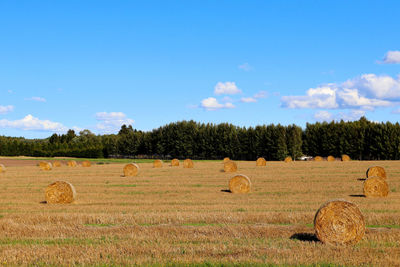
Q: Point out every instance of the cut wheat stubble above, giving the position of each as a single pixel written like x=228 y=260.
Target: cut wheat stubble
x=60 y=192
x=131 y=169
x=339 y=222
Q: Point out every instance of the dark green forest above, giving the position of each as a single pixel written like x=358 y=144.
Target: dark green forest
x=362 y=139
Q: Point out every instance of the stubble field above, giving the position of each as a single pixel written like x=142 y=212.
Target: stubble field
x=173 y=215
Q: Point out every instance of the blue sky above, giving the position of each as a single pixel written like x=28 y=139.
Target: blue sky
x=98 y=64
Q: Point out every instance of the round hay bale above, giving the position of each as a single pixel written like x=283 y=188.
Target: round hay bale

________________

* **What is expected**
Reproduce every line of the records above, requests included, but leave out the pictures. Scale each pixel coordinate in the answers by 0.7 and round to the nearest whole number, rounding halves up. Keep the numbers in the requests as they are.

* **Answer below**
Q: Point out every instance of the cut wheat stubble above, giving the position of each as a single pixel written like x=228 y=260.
Target: cut wheat stubble
x=42 y=134
x=92 y=118
x=237 y=155
Q: Point out every instance of the dark green forest above, giving the position of each as a single pixel written like x=358 y=144.
Target: dark green forest
x=253 y=97
Q: Point out every instance of the stubble field above, giving the position of each as a single pixel written like x=142 y=212.
Target: stubble field
x=121 y=151
Q: Point out every instance of the blue sky above, giving the position of each as a single pixel written like x=28 y=139.
Target: blue sky
x=69 y=45
Q: Point out every instance of the round hay bale above, giving the position of each as a single pixel written like x=283 y=188.
Target: round hay bale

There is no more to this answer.